- _TEXTAUSZUG_
<<<<

Ist Bücherlesen demnach eine ichbezogene Beschäftigung? Falls wir dabei nicht nur ein Schulpensum erledigen, trifft das zu. Was aber, wenn die dargebotene Geschichte die Neugier auf uns selbst nicht befriedigt? Dann hat das Buch uns verfehlt, und wir lesen es weniger gerne. In dieser Situation befinden wir uns angesichts eines Bandes mit drei Erzählungen, verfaßt von einer jungen Autorin namens Jagoda Marinic, Jahrgang 1977. Der Name hat Balkanklang, und in ihrer dritten Geschichte führt uns die Schriftstellerin auch ins ländliche Dalmatien, so intensiv, als sei sie dort zu Hause. Geboren und aufgewachsen aber ist sie im baden-württembergischen Waiblingen, und ganz ohne Frage ist sie in der deutschen Sprache daheim.
Aber um das Medium Sprache allein kann es nicht gehen, schauen wir nach dem, was es befördert. Kurz gesagt, sind es drei Verlustgeschichten: In der ersten, "Der Andere" betitelt, erlebt eine Frau die Rückkehr des Mannes, den sie für ihre große Liebe hält, und gesteht sich ein, daß ihre Ehe ein Mißgriff war, der Geliebte allerdings enttäuscht nicht minder. In der zweiten Geschichte, "Lara", entdeckt die Heldin, daß sie aus Angst vor jeglichem Handeln und Entscheiden mit keinem Mann eine Beziehung knüpfen kann; sie wendet sich der Freundin Lara zu, gesteht sich die Liebe zu ihr aber erst, als Lara im Sterben liegt. Die dritte Geschichte, "Russische Bücher", zeigt Zwillingsgeschwister, ein Mädchen, einen Jungen, in einem kroatischen Nest; Mutter, Großmutter und die übrige Dorf-Personnage haben außer tradierten Scheuklappen nichts zu bieten; der weitgereiste Vater hätte vielleicht ein Lotse in die weite Welt sein können, aber er ist schon lange tot; einzig aus der klassischen russischen Literatur im heimischen Bücherschrank schöpfen die Kinder Hoffnung auf Überwindung der Enge.

>>>>

- _DEINE AUFGABE_
Kannst du aus der Buchbesprechung die Stelle zwischen „Ist Bücherlesen demnach“ und „deutschen Sprache daheim.“, beide eingeschlossen, wortgetreu wiedergeben?

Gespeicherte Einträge
<<<<

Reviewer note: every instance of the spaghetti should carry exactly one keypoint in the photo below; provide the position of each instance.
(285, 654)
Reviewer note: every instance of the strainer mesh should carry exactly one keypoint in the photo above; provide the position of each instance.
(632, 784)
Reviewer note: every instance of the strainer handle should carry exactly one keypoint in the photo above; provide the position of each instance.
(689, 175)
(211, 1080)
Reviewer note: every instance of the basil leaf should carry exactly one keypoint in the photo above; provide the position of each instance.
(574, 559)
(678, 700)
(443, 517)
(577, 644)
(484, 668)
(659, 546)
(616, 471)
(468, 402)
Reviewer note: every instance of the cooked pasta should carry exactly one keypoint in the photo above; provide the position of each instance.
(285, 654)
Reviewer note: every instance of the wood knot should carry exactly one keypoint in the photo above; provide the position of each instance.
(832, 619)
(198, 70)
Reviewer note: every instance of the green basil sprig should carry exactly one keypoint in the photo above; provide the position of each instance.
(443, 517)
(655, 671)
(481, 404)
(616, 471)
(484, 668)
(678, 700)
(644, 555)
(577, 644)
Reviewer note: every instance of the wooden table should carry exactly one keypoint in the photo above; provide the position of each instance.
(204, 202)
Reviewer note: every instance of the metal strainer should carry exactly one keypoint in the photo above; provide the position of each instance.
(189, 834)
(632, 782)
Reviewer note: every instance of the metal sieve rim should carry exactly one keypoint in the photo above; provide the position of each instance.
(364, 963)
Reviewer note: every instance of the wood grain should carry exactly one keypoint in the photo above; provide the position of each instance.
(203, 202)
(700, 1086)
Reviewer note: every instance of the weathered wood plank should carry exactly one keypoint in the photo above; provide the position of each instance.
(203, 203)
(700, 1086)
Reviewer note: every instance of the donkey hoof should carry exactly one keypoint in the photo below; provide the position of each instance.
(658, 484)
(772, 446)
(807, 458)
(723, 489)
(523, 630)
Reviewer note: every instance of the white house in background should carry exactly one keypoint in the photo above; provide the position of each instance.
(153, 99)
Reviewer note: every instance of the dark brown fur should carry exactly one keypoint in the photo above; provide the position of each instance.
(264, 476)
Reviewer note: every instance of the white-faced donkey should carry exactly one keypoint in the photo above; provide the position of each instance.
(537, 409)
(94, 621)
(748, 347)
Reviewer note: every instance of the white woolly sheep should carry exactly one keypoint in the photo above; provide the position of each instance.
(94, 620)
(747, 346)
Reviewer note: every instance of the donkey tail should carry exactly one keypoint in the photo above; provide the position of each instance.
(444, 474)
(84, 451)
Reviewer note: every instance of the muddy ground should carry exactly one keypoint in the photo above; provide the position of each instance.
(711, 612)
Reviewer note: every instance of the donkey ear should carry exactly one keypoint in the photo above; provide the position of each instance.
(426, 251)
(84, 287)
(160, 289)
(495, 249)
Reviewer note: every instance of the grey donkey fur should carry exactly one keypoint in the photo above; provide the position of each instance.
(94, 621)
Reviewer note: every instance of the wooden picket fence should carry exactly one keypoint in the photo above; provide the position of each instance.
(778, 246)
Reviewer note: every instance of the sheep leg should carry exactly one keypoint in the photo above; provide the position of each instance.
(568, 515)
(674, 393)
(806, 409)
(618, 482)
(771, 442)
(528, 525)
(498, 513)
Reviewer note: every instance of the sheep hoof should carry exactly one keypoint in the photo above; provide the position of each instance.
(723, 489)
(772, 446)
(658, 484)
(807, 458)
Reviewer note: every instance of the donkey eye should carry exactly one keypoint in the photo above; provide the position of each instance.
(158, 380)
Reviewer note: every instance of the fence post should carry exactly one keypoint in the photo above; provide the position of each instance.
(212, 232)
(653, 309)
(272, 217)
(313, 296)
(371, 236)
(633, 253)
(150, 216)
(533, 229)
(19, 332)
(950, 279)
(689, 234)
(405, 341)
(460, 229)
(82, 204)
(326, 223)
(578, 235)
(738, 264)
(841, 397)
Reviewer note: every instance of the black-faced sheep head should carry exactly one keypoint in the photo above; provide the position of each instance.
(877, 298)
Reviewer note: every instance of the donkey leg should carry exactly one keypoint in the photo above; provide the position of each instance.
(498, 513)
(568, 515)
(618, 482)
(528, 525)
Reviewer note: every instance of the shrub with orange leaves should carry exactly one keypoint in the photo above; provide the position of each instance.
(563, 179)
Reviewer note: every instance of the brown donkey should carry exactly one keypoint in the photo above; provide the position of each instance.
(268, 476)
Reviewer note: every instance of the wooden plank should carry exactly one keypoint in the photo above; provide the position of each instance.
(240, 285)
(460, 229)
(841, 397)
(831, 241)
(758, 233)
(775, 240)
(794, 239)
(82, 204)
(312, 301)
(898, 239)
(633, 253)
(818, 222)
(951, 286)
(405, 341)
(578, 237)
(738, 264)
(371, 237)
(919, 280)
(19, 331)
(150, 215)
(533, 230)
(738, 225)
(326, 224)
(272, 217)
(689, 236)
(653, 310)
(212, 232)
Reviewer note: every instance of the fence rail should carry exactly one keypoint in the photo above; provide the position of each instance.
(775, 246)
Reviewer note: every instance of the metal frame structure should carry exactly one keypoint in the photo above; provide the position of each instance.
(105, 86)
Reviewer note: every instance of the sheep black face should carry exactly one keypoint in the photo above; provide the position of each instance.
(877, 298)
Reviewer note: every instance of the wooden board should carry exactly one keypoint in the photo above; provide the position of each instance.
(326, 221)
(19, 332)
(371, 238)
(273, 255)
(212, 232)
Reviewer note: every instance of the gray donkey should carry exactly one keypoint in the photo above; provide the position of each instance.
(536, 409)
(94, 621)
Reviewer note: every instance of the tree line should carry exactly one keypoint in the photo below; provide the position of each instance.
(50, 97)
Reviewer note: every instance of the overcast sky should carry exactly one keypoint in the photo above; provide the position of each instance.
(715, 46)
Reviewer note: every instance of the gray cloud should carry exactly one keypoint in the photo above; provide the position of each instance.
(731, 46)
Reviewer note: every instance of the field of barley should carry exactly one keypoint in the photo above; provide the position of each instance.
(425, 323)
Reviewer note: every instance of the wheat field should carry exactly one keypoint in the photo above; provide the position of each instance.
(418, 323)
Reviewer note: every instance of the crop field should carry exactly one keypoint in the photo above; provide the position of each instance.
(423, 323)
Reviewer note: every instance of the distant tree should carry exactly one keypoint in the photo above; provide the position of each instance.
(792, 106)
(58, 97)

>>>>

- _ERGEBNIS UNTEN_
Ist Bücherlesen demnach eine ichbezogene Beschäftigung? Falls wir dabei nicht nur ein Schulpensum erledigen, trifft das zu. Was aber, wenn die dargebotene Geschichte die Neugier auf uns selbst nicht befriedigt? Dann hat das Buch uns verfehlt, und wir lesen es weniger gerne. In dieser Situation befinden wir uns angesichts eines Bandes mit drei Erzählungen, verfaßt von einer jungen Autorin namens Jagoda Marinic, Jahrgang 1977. Der Name hat Balkanklang, und in ihrer dritten Geschichte führt uns die Schriftstellerin auch ins ländliche Dalmatien, so intensiv, als sei sie dort zu Hause. Geboren und aufgewachsen aber ist sie im baden-württembergischen Waiblingen, und ganz ohne Frage ist sie in der deutschen Sprache daheim.